Read the data and repeat all of it exactly.

LISTED ENTRIES —
[Start of section]

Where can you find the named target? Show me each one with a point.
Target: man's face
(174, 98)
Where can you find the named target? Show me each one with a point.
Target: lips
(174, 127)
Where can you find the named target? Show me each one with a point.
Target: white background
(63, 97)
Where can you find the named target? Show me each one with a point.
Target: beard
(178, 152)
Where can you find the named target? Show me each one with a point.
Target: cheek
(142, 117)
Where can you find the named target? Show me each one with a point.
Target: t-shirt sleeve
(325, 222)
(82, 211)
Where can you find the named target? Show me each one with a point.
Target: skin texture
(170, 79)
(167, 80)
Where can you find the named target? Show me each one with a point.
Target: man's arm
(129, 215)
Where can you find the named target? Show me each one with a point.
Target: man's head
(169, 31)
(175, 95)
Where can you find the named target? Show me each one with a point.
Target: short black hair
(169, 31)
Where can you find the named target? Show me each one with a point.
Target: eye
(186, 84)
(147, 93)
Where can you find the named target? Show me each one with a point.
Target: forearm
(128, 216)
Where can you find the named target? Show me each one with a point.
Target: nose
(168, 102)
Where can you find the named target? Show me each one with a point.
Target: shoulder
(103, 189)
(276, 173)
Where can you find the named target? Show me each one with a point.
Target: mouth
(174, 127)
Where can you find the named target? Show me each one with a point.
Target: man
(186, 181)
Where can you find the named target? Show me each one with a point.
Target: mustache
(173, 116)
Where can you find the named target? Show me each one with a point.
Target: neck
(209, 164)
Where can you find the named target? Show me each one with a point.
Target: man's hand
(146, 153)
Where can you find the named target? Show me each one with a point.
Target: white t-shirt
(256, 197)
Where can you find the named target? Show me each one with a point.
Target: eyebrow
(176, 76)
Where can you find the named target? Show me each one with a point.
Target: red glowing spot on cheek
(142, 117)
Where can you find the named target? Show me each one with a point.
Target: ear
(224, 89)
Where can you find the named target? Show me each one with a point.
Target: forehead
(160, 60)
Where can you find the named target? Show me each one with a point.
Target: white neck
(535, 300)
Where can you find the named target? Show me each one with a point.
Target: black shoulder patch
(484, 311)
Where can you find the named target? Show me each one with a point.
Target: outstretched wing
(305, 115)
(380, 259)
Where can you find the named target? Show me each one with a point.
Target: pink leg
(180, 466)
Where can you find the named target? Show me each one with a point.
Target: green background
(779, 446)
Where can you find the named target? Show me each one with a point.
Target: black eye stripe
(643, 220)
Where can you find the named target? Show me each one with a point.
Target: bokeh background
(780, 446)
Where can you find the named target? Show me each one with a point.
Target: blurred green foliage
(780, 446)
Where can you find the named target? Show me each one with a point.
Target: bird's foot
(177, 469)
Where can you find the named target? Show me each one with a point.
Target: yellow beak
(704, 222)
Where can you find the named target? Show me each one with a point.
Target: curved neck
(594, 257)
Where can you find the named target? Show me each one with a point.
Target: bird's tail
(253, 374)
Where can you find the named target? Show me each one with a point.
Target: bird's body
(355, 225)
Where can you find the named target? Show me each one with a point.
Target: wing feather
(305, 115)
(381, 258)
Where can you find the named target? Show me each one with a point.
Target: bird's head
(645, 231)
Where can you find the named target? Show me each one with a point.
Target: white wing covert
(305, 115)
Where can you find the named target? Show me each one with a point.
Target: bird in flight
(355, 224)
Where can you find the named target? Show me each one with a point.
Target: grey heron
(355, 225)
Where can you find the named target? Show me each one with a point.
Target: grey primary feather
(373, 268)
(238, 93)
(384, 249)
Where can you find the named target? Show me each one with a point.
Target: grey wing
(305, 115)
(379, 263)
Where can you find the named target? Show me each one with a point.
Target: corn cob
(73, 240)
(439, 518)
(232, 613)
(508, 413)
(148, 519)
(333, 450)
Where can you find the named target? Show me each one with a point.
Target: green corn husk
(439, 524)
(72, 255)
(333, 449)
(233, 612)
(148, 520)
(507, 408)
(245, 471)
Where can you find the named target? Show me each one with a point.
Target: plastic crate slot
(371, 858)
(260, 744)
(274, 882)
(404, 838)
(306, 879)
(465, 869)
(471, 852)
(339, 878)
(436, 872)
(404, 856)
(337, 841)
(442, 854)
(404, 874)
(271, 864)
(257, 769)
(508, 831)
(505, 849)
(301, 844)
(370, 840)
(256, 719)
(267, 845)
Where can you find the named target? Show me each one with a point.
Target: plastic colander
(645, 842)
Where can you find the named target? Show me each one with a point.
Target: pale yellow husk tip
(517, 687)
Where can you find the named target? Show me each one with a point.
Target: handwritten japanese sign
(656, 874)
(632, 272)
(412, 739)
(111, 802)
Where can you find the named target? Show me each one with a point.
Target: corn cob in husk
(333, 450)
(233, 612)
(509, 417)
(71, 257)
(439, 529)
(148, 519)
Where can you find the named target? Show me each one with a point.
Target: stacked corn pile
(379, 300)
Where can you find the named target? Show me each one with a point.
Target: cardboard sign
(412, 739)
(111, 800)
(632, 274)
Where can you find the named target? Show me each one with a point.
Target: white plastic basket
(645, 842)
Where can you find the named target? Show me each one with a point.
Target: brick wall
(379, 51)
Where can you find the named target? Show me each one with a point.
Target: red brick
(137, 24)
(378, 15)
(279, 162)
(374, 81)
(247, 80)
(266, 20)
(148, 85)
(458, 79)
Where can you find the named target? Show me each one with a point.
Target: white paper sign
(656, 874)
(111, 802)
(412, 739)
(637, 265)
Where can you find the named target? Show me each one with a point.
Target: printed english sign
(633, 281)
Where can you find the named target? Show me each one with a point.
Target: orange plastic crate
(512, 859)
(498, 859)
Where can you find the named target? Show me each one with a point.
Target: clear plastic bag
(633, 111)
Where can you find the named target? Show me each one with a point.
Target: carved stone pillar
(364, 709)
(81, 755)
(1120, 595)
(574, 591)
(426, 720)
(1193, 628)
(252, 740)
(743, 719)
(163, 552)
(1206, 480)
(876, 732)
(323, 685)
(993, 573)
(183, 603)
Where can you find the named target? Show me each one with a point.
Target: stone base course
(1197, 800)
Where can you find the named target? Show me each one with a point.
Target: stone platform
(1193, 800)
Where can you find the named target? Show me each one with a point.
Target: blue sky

[End of section]

ANSWER TO THIS EXERCISE —
Where can you find the named target? Show me each one with a point.
Target: man's face
(174, 98)
Where can you find the named target? Show me each one with a point.
Target: lips
(174, 127)
Where can you find the named target? Show me each one with a point.
Target: white background
(63, 97)
Where can you find the named target? Show me each one with a point.
Target: beard
(178, 152)
Where can you find the named target? Show me each one with a point.
Target: cheek
(142, 117)
Where can you find the named target? Show me each one with a point.
Target: t-shirt sleeve
(325, 222)
(82, 211)
Where can you find the named target? Show me each one with a point.
Target: skin texture
(170, 79)
(167, 80)
Where can you find the named target? Show me each one with a point.
Target: man's arm
(129, 215)
Where can you find the named target? Show me each one with a point.
Target: man's head
(169, 31)
(175, 95)
Where can you find the named target? Show me each one with a point.
Target: short black hair
(169, 31)
Where can you find the named target? Show me each one with a point.
Target: eye
(186, 84)
(147, 93)
Where can you find the named target? Show me each one with a point.
Target: forearm
(128, 216)
Where can you find the named target? Show me each one with a point.
Target: nose
(168, 102)
Where can you find the named target? Show me each one with a point.
Target: shoulder
(103, 189)
(276, 173)
Where can you find the named target? Show me each one with a point.
Target: mouth
(174, 127)
Where can you find the named target? Show me each one with a point.
Target: man
(186, 181)
Where can you find the named target? Show me each one with a point.
Target: mustache
(173, 116)
Where can you find the named target? Show me each one with a point.
Target: neck
(209, 164)
Where can you find the named target? Show me each one with a point.
Target: man's hand
(146, 153)
Where can you find the named target? Show me each one with a point.
Target: white t-shirt
(256, 197)
Where can you find the named target? Show me each one with a point.
Target: eyebrow
(176, 76)
Where can you find the named target? Show me each one with a point.
Target: red glowing spot on cheek
(142, 117)
Where can you find the named target? Show me each one with a point.
Target: ear
(224, 89)
Where can you find the named target? Show me each one with a point.
Target: forehead
(160, 60)
Where can you find the named target? Show me each one with a point.
Target: white neck
(535, 300)
Where can you find the named target? Show me each one with a point.
Target: black shoulder patch
(484, 311)
Where can you find the named target? Show me each one with a point.
Target: outstretched wing
(305, 115)
(380, 259)
Where can you find the named target? Show me each one with a point.
Target: pink leg
(180, 466)
Where can you find the named target? Show me each one with a point.
Target: green background
(779, 446)
Where can you find the named target? Show me each one with a point.
Target: black eye stripe
(643, 220)
Where can you find the named target? Show me each one with a point.
Target: bokeh background
(780, 446)
Where can you find the named target? Show me each one with a point.
Target: blurred green foliage
(780, 446)
Where can you find the named target? Show me each one with a point.
Target: bird's foot
(177, 469)
Where can you find the named target? Show me each one with a point.
Target: yellow beak
(704, 222)
Where can you find the named target? Show me each one with a point.
Target: curved neck
(594, 257)
Where can you find the named target? Show me each one with a point.
Target: bird's tail
(253, 374)
Where can you find the named target? Show me each one with a point.
Target: bird's body
(355, 225)
Where can you find the named target? Show me each one with a point.
Target: wing feather
(305, 115)
(381, 258)
Where can you find the named target? Show me each one with a point.
Target: bird's head
(645, 231)
Where can you find the named target? Show me each one with a point.
Target: white wing covert
(305, 115)
Where can you find the named target? Show me each one with a point.
Target: bird in flight
(355, 224)
Where can you find the named target? Show me each one with a point.
Target: grey heron
(355, 225)
Where can you find the named target? Show me each one with a point.
Target: grey primary feather
(373, 268)
(238, 93)
(384, 249)
Where can you find the named target? Show me each one with a point.
Target: grey wing
(305, 115)
(379, 263)
Where can you find the named target? Show me each one with a point.
Target: corn cob
(73, 240)
(439, 518)
(232, 613)
(508, 413)
(148, 519)
(333, 450)
Where can you find the named target? Show me each one with a point.
Target: green corn husk
(439, 524)
(72, 255)
(333, 449)
(233, 612)
(148, 520)
(507, 408)
(245, 471)
Where can you find the named target? Show me each one with a point.
Target: plastic crate slot
(371, 858)
(260, 744)
(274, 882)
(404, 838)
(306, 879)
(465, 869)
(471, 852)
(339, 878)
(436, 872)
(404, 856)
(337, 841)
(442, 854)
(404, 874)
(271, 864)
(257, 769)
(508, 831)
(505, 849)
(301, 844)
(370, 840)
(256, 719)
(267, 845)
Where can you find the named target? Show me each one with a point.
Target: plastic colander
(645, 842)
Where can you find the named target? Show me each one with a point.
Target: pale yellow husk tip
(517, 687)
Where can you find the named target? Show me each one with a point.
Target: handwritten japanese sign
(656, 874)
(632, 272)
(412, 739)
(111, 802)
Where can you find the named target? Show me each one with a point.
Target: corn cob in husk
(333, 450)
(233, 612)
(509, 417)
(71, 257)
(439, 529)
(148, 519)
Where can you find the named target? Show me each one with a point.
Target: stacked corn pile
(379, 300)
Where can you find the named target? Show me each one with a point.
Target: cardboard sign
(412, 739)
(111, 800)
(632, 274)
Where can you find the named target? Show me each one with a point.
Target: white plastic basket
(645, 842)
Where can you find the named target? Show me each one with a point.
Target: brick wall
(379, 51)
Where can you find the named target? Show me each one with a point.
Target: red brick
(137, 24)
(378, 15)
(279, 162)
(374, 81)
(247, 80)
(266, 20)
(148, 85)
(458, 79)
Where can you find the named target? Show me each one with a point.
Target: white paper sign
(656, 874)
(111, 802)
(412, 739)
(637, 265)
Where can you find the named target? Show me each one with a point.
Target: printed english sign
(633, 281)
Where can you find the named target? Show me each one with a point.
Target: orange plastic crate
(512, 859)
(498, 859)
Where can you find the named target? Show me each one with a point.
Target: clear plastic bag
(633, 111)
Where can you find the named target? Show me each one with a point.
Target: carved stone pillar
(364, 709)
(81, 755)
(1120, 595)
(574, 591)
(426, 720)
(1193, 628)
(252, 740)
(743, 719)
(163, 552)
(1206, 480)
(876, 732)
(323, 685)
(993, 573)
(183, 603)
Where can you find the named target? Show me each one with a point.
Target: stone base course
(1197, 800)
Where can you find the named target? Show me each one with a point.
Target: stone platform
(1193, 800)
Where can you find the named target? Show me each one with a point.
Target: blue sky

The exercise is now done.